WHAT YOU WILL DO :: Please transcribe every entry below exactly as written.

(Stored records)
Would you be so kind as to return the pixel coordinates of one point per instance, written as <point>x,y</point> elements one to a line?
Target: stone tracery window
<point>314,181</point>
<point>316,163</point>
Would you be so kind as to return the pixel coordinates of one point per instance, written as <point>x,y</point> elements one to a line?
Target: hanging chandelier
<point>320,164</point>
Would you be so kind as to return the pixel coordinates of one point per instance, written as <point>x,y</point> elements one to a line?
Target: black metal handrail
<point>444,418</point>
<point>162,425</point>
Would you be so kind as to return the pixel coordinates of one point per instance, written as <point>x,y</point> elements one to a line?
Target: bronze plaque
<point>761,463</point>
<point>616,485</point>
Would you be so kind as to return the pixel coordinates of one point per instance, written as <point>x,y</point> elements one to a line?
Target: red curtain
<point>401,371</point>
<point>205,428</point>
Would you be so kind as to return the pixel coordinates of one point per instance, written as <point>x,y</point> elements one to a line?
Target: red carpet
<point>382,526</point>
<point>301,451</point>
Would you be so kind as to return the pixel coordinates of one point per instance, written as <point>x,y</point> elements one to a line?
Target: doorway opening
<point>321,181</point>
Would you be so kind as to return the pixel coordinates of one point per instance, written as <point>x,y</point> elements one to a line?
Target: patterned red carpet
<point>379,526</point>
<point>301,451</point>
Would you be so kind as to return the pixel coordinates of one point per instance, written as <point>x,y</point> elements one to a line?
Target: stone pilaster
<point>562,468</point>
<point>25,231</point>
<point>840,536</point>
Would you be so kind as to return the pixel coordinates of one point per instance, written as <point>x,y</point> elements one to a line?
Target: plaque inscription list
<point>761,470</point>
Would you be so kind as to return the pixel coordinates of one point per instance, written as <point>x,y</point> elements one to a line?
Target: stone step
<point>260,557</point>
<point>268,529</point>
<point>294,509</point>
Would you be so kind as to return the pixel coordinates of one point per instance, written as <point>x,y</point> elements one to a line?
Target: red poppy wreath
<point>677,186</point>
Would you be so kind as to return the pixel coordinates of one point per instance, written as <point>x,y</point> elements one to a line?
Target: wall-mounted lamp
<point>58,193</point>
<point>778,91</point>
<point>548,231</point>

FINISHED EXERCISE ::
Would you be so kind as to return the pixel coordinates of one point per instance, written as <point>x,y</point> elements one to a line?
Target: stone tracery window
<point>314,181</point>
<point>316,163</point>
Would you be so kind as to return the pixel coordinates of one point per instance, written as <point>x,y</point> elements one to a line?
Target: hanging chandelier
<point>320,164</point>
Would you be so kind as to return the pixel coordinates of one point per instance, written as <point>x,y</point> elements one to a line?
Target: black metal handrail
<point>444,418</point>
<point>162,425</point>
Would you be so kind as to return the pixel coordinates of one point per instance, written as <point>x,y</point> elements one to a line?
Target: bronze plaque
<point>761,463</point>
<point>616,485</point>
Would you be so kind as to return the pixel coordinates of one point per instance, written as <point>x,y</point> elements one to a line?
Target: red curtain
<point>401,371</point>
<point>205,428</point>
Would you be so kind as to return the pixel coordinates of one point per instance, written as <point>x,y</point> elements one to a line?
Target: red carpet
<point>382,526</point>
<point>301,451</point>
Would you be so kind as to return the pixel coordinates of one point per instance, written as <point>x,y</point> elements one to a line?
Target: doorway opening
<point>321,181</point>
Would you be so kind as to return the pixel coordinates of one point per instance, written as <point>x,y</point> elements one to a line?
Target: patterned red carpet
<point>379,526</point>
<point>301,451</point>
Would you be so kind as to return the pixel coordinates of one point per instance, written as <point>x,y</point> elements one to a line?
Target: stone pilaster
<point>562,468</point>
<point>25,231</point>
<point>840,536</point>
Would you be so kind as to return the pixel coordinates of one point per instance, written as <point>x,y</point> elements one to a line?
Target: plaque inscription list
<point>761,470</point>
Would you be so kind as to return the pixel coordinates of one point per instance, written as <point>x,y</point> elements one to a line?
Target: stone step
<point>260,557</point>
<point>268,529</point>
<point>294,509</point>
Would you be so kind as to return the pixel coordinates of one point per instance, written as <point>x,y</point> elements one to a line?
Target: red poppy wreath
<point>677,186</point>
Would you be so kind as to return the pixel coordinates of one point per instance, written as <point>x,y</point> elements one to a line?
Target: wall-mounted lamp
<point>58,193</point>
<point>778,91</point>
<point>548,231</point>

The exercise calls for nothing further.